→ Work to be completed
In the text about hiking the Continental Divide Trail, what trail name was used by the hiker who walked from noon until somewhere between midnight and 2 a.m.?

→ Text block
——————————

Youth Featured Travel TROUT Magazine

Hiking the CDT: Friendly firefighters and pine nuts

By Henry Strawbridge

Editor’s Note: The Strawbridge family from Lakeland, Fla., hiked the length of the Continental Divide Trail – all 3,100 miles of it – from Canada to Mexico. Henry Strawbridge, 14, provided updates of their journey to Trout Unlimited as they passed through the historic range of seven native trout species. You can track the family and see reports submitted by Henry on this map.

Imagine a pure blue sky. Then start bringing your gaze down. You eventually see the flat tops of mesas with their weird rock forms and steep cliffs. Now look even lower. A valley flat and barren with strangely deep gorges carving into its surface. Do you see a welcoming landscape for hikers on foot? No, you see long hot days ahead. Instinctively, that’s what I saw when I looked at the section between Cuba and Grants. 

”Are we ready?”

“Here we go.”

What hiking the New Mexico CDT looks like. Georgie Strawbridge

Off into the desert, the true, rugged, desert. Mesas, gorges the whole deal, nothing missing. It was hot, tiring, long, terrible, and quite possibly my favorite place on the whole trip. In the morning the temperature is so cool and the air is so clear, that I feel the urge to skip, to run, to jump from rock to rock. I have no idea why I always feel this way, but it comes in the morning and the evening, and unfortunately at around 1 a.m. 

Maybe it is the smoothness of the rocks that the trail passes over, or the nice bursts of wind across the valleys, but I compare the feeling with times when I feel full of energy but have nothing to use it on. I had something to use it on here. 

Making friends with rattles along the CDT. Georgie Strawbridge

We met another hiker who went by the trail name Swingshift, who walked from noon till somewhere between midnight and 2 a.m. I think I could probably do the same thing.

Our friends, Doug and Liam must have felt this extra energy vibe too, because they kept our speed for a whole day and a half. When we finally did separate from them, we walked a few more miles into the night. That left us closer to a 2,000 foot climb. 

Shockingly, late in the afternoon of the next day, they walked up on us just as we reached ou last water stop. They told us the story of their day. They simply ate lunch at the bottom of the hill, hitched a ride to the top and sat down to eat dinner with us. 

Now, you have to think about exactly what that means. Sitting beside a spring in the middle of nowhere next to a old dirt road, is not the easiest place to get a hitch. I would bet that no other car drove past the trail right there for at least a week. Maybe a month. Doug and Liam were incredibly lucky to get picked up there. ”In it for the adventure,” is how Doug put it. 

They decided to sleep in longer than us the next morning. But by the end of our lunch break they surprised us again. They were starting to get trail legs.

——————————

→ Data under study
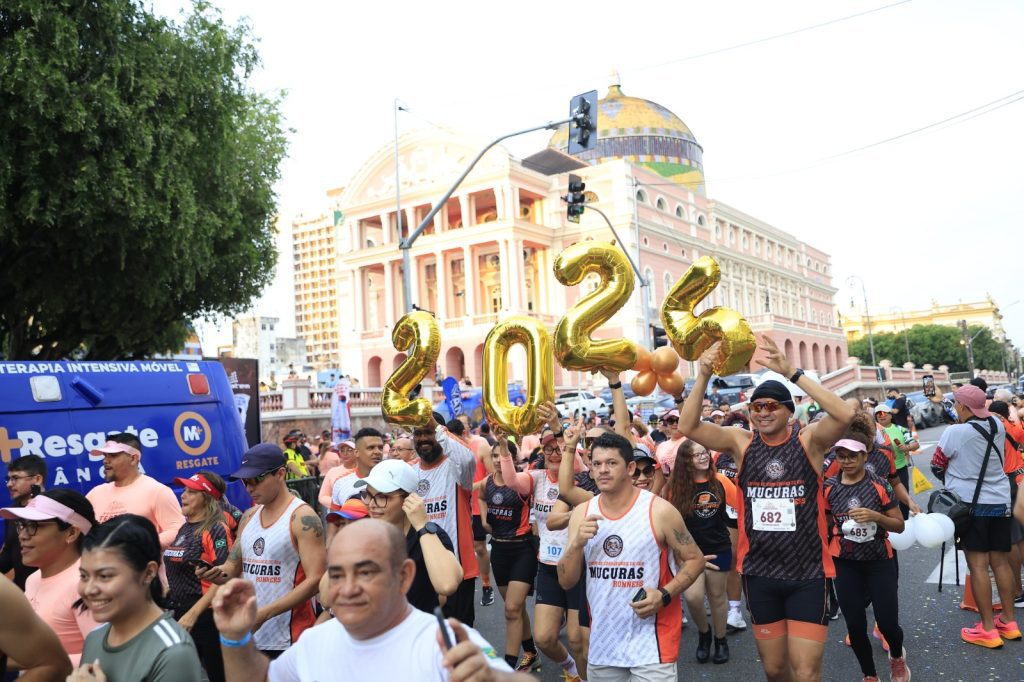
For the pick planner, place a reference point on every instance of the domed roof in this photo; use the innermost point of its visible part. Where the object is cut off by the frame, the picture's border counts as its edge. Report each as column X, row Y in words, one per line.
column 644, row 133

——————————

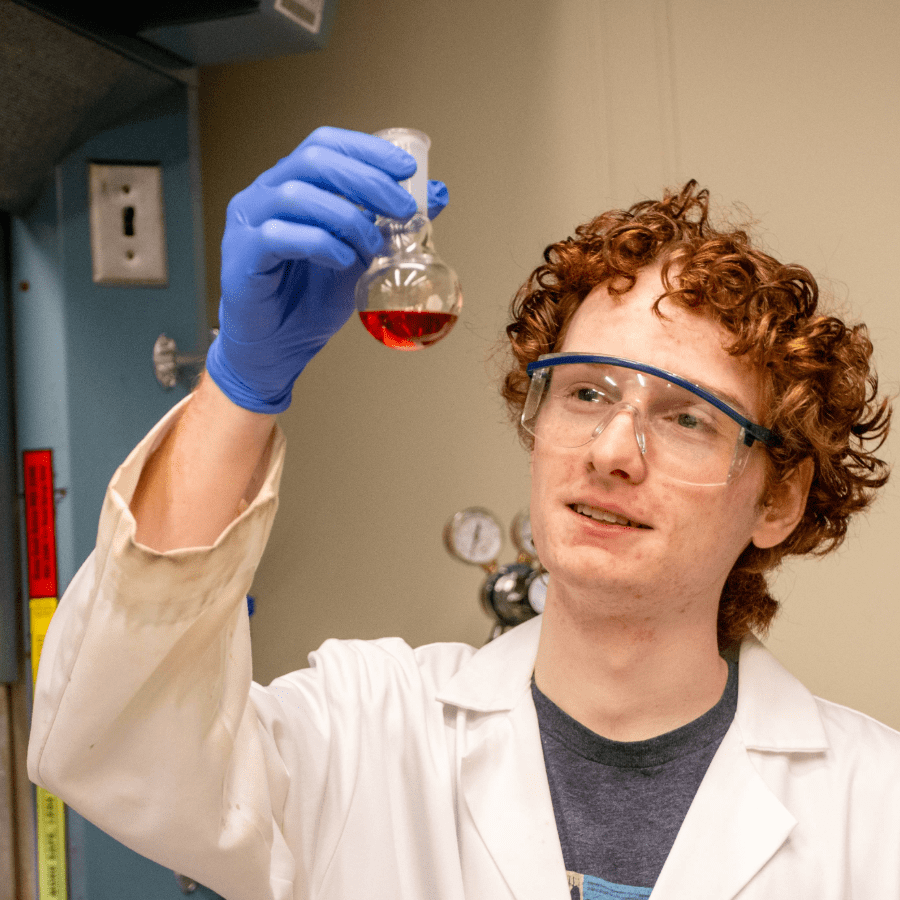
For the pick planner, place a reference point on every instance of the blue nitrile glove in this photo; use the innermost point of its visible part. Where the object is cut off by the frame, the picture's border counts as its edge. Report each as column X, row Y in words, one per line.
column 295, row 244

——————————

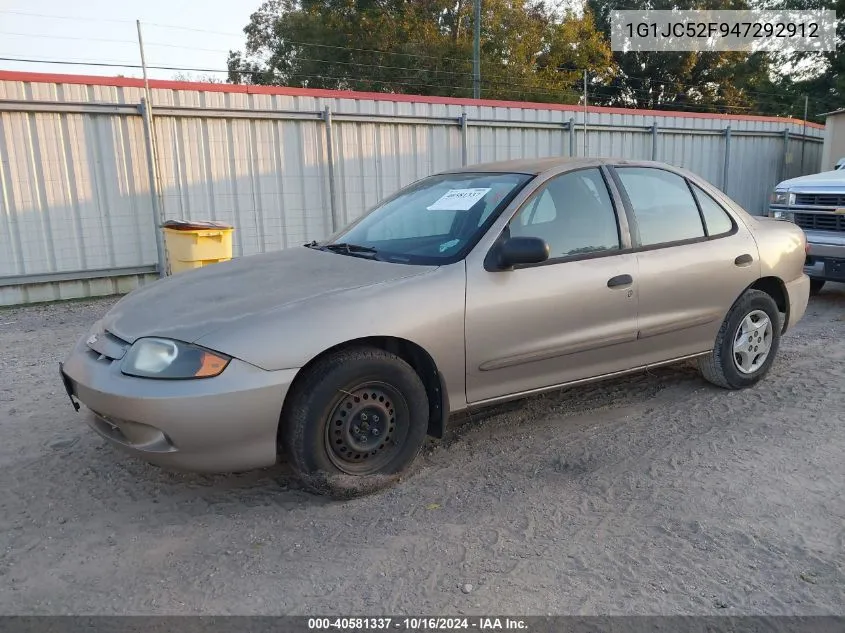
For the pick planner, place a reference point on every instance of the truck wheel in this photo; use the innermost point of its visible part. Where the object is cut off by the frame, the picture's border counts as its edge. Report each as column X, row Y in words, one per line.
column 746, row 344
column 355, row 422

——————————

→ Answer for this exercise
Swingshift